Answer these questions using the passage about asbestos found at East River Park:
(a) About how many mature trees do opponents say the project requires destroying?
(b) Where is the asbestos located?
(c) Which construction union does John Keenan work for as a business agent?

• **TEXT SECTION**
>> Begin
The project has been the subject of continued activist opposition, from groups and individuals who have faulted the project for requiring the destruction of nearly 1,000 mature trees in the park, as well as over transparency issues.
The rebuilt park, the city says, will provide a flooding barrier for more than 100,000 nearby residents of the Lower East Side, including tens of thousands of people in public housing developments, and make the park resistant to rising sea levels for decades.
The asbestos is located in insulation pipes beneath the amphitheater structure, which are not connected to existing city heating or water systems, or to other facilities in the parks, Dhanraj Damri, a construction manager with the Department of Design and Construction, which is overseeing the East River Park project, said at an Aug. 19 meeting of the community advisory group that monitors the project.
“They are contained to that specific area,” Damri said. “It’s not expected that it’s outside of that zone.”
The city has hired a licensed asbestos abatement contractor, who started work this week, Khan added. The abatement process could last into October.
Nancy Ortiz, a former president of the tenant association of the Vladeck Houses, a NYCHA development adjacent to the southern edge of the park, said she has not heard about the asbestos discovery or complaints from residents about the park construction.
She said that because the asbestos is purportedly confined to pipes, she is not concerned about the minerals becoming airborne.
"There's construction going on everywhere,” said Ortiz, who sits on the project’s community advisory group. “And you’re gonna get dust.”
John Keenan, a business agent for Local 78, a construction union, said he was not concerned about the asbestos because it was limited to underground pipes, and said he trusted the contractor on the job to handle the abatement process safely. Keenan said the contractor is using workers trained by his union.
“The city is pretty good with their testing procedures,” Keenan said. “And asbestos does pop up in unexpected places.”
A spokesperson for Councilwoman Carlina Rivera, who represents the area and has championed the construction effort — as well as campaigned on it this year in her unsuccessful bid for Congress — said she has asked for a public update from the city on the project.
“The East Side Coastal Resiliency project is an important and unprecedented effort and I’m dedicated to seeing it through with the oversight it demands so we can keep our frontline communities safe,” Rivera said in a statement provided by a spokesperson.
The asbestos discovery, however, has further frustrated the activists that oppose the project, who cite it as an example of what they have described as the city’s opacity around the project’s construction details.
“This is not the proper way that the city should react to its citizens. It’s just not,” Freed said. “What are we supposed to do, other than start another lawsuit, which may or may not result in anything?”
>> End
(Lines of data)
>> Begin
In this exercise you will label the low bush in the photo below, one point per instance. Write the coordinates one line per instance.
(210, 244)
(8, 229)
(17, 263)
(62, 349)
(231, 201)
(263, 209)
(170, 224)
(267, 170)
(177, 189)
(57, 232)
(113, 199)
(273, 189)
>> End
>> Begin
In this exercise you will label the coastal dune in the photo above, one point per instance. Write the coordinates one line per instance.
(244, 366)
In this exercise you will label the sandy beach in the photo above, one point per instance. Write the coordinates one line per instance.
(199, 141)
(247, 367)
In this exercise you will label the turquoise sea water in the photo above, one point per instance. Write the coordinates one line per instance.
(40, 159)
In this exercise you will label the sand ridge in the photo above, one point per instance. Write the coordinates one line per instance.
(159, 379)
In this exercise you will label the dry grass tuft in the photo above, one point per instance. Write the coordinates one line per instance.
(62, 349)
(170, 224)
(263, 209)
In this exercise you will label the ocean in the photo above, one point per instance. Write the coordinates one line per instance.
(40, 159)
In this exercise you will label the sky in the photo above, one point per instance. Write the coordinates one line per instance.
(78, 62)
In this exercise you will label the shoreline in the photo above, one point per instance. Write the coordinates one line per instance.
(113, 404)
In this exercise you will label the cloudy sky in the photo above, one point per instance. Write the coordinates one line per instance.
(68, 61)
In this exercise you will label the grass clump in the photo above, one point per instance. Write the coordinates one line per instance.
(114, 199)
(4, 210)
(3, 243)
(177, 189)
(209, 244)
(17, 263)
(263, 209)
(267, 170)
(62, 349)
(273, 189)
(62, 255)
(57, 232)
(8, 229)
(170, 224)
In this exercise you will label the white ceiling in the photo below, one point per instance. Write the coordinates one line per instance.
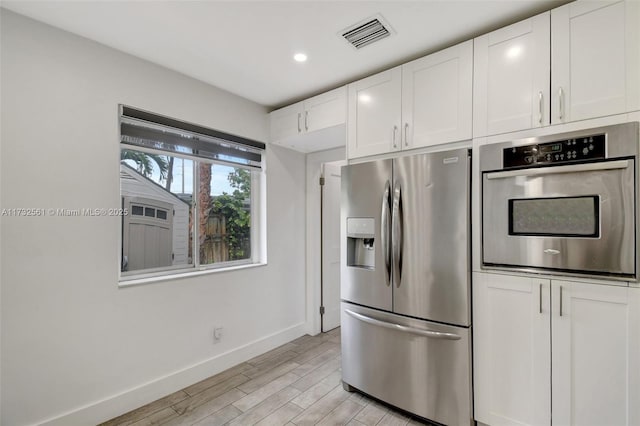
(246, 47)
>> End
• **FULL OUTPUT**
(a) Nearly 1,000 mature trees.
(b) In insulation pipes beneath the amphitheater structure.
(c) Local 78.